> Activity
Go through the entries below and print each one exactly.

** Listed entries follows **

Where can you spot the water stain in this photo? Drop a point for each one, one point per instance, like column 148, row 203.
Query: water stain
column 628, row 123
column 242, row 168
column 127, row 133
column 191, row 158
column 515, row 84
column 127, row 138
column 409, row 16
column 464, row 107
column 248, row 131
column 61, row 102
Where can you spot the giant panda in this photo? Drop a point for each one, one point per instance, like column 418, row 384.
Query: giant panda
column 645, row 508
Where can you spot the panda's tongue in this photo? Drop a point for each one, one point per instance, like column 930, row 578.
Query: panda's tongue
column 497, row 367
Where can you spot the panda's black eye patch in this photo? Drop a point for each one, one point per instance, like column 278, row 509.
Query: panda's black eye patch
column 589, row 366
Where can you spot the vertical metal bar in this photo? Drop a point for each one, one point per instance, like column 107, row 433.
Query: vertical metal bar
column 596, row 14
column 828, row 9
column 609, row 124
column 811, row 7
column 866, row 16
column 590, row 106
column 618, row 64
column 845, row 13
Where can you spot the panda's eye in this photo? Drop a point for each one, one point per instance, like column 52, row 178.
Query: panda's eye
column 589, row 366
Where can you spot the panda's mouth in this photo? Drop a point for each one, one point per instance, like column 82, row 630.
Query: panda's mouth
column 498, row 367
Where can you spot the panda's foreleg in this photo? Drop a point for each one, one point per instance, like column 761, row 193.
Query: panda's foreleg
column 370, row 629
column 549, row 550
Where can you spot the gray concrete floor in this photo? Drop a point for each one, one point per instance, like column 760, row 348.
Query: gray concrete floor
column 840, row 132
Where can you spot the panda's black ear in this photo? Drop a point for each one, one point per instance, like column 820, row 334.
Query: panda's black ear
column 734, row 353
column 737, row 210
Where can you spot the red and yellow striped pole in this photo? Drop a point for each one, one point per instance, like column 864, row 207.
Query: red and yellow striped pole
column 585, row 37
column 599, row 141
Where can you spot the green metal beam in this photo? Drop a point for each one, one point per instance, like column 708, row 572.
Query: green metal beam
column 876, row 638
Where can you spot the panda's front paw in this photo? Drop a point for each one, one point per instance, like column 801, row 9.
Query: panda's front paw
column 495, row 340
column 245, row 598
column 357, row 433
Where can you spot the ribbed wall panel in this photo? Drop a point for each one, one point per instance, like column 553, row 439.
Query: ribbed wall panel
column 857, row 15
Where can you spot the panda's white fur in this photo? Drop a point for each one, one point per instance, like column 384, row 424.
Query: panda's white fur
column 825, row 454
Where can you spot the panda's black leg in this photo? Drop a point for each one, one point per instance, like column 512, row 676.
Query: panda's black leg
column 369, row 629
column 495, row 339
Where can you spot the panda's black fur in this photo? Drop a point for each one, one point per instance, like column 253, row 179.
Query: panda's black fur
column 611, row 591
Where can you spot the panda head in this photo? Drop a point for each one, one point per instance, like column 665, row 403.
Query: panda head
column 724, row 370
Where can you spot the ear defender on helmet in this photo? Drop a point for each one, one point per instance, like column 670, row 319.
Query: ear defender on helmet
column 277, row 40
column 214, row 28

** End of Listed entries **

> Task output
Where can you spot the water stain in this photo? Drop a point for each one, one point per instance, like column 148, row 203.
Query: water stain
column 628, row 123
column 242, row 168
column 127, row 133
column 191, row 158
column 515, row 84
column 127, row 138
column 409, row 16
column 464, row 107
column 248, row 131
column 61, row 102
Where can you spot the giant panda in this photo? Drop a point for each one, one point per instance, like column 418, row 384.
Query: giant panda
column 645, row 508
Where can you spot the panda's tongue in this photo? Drop a point for each one, one point per instance, like column 930, row 578.
Query: panda's tongue
column 497, row 367
Where can you spot the panda's black eye patch in this photo? Drop a point for each one, one point per instance, like column 278, row 509.
Query: panda's black eye patch
column 589, row 366
Where can you spot the vertical metal bar in this photo? Drop a point for each one, one point per instance, like column 107, row 433.
Query: vertical metal bar
column 596, row 14
column 828, row 9
column 609, row 124
column 811, row 7
column 866, row 16
column 590, row 106
column 618, row 64
column 845, row 13
Where can you spot the panda's eye in this photo? Drop a point for each one, one point per instance, like column 52, row 178.
Query: panda's eye
column 589, row 366
Where can you spot the panda's mouth in this photo? Drop a point for each one, one point per instance, like column 82, row 630.
Query: panda's mouth
column 498, row 367
Where can you spot the panda's foreleg in this photo? Drop a point for each one, one point per instance, like column 761, row 193.
Query: panda's foreleg
column 370, row 629
column 549, row 550
Where can you spot the gray concrete floor in this photo? Drop a point for each one, one point per instance, like column 760, row 348.
Query: gray concrete floor
column 840, row 132
Where can you spot the panda's black ear in this photo? Drop a point for each one, one point per instance, like column 820, row 334.
Query: panda's black ear
column 734, row 353
column 737, row 210
Where can you spot the red and yellow striped pole in this photo? Drop a point for each one, one point per instance, like column 864, row 207.
Query: red and yellow striped pole
column 585, row 37
column 599, row 141
Where can you spot the green metal beam in this photo? Drop a point for each one, one point per instance, like column 708, row 572.
Query: green metal beam
column 876, row 638
Where can you spot the panda's front paw in this photo? Drop a point for each one, one point per instance, like column 801, row 9.
Query: panda's front paw
column 495, row 340
column 245, row 598
column 357, row 433
Where can you spot the ribbed wall panel in this photo? Drop a point for each one, one point per instance, like column 553, row 439.
Query: ribbed wall panel
column 857, row 15
Where can you spot the panda's white fur in this photo? Drop a point for each one, one point per instance, like column 384, row 424.
Query: panda's white fur
column 825, row 454
Where can you spot the panda's black leg in this photo? Drop a point for each one, one point per instance, like column 512, row 676.
Query: panda's black leg
column 369, row 629
column 495, row 339
Where can you spot the panda's black fur in this photo? Drop a point for each one, one point per instance, like column 253, row 179.
Query: panda's black fur
column 611, row 591
Where can you spot the panda head in this photo? Drop a point for each one, one point per instance, like column 665, row 403.
Query: panda head
column 724, row 370
Where can you spot the ear defender on helmet in this photo? Drop a point for each one, one point per instance, like column 670, row 319.
Query: ear defender on helmet
column 277, row 40
column 214, row 28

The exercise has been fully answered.